From the listing below, pull out every line where the string "white" appears.

BEGIN Data extract

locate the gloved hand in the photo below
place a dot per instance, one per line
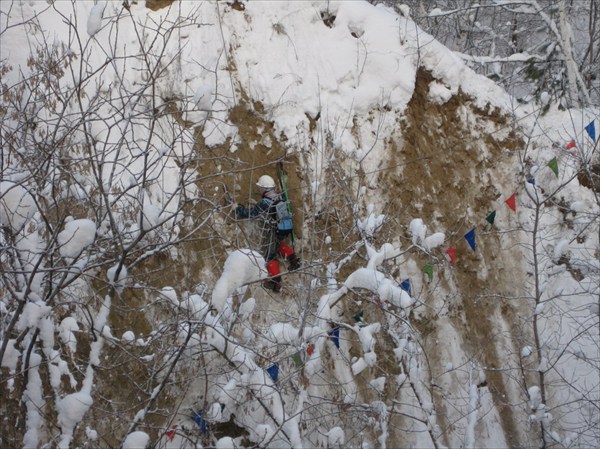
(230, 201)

END Data extract
BEGIN Data extract

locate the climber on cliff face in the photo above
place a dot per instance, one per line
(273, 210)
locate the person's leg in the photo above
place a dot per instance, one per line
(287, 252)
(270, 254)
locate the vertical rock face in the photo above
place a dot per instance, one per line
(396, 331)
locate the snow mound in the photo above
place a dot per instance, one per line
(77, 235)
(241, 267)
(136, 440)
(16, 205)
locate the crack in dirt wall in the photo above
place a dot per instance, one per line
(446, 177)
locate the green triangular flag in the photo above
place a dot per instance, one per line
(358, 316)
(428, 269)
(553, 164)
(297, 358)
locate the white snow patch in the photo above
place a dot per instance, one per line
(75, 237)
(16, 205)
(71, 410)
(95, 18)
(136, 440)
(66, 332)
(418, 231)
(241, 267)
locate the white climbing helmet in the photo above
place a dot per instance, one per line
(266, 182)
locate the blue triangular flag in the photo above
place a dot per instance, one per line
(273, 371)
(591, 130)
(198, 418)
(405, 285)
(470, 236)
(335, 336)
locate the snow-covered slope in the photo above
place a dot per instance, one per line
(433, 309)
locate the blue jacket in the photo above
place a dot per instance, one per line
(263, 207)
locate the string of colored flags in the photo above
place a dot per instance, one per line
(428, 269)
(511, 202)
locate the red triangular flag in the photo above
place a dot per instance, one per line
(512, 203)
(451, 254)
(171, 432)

END Data extract

● Result of the task:
locate the white snow patch in the photo above
locate the white climbing helmet in the photo above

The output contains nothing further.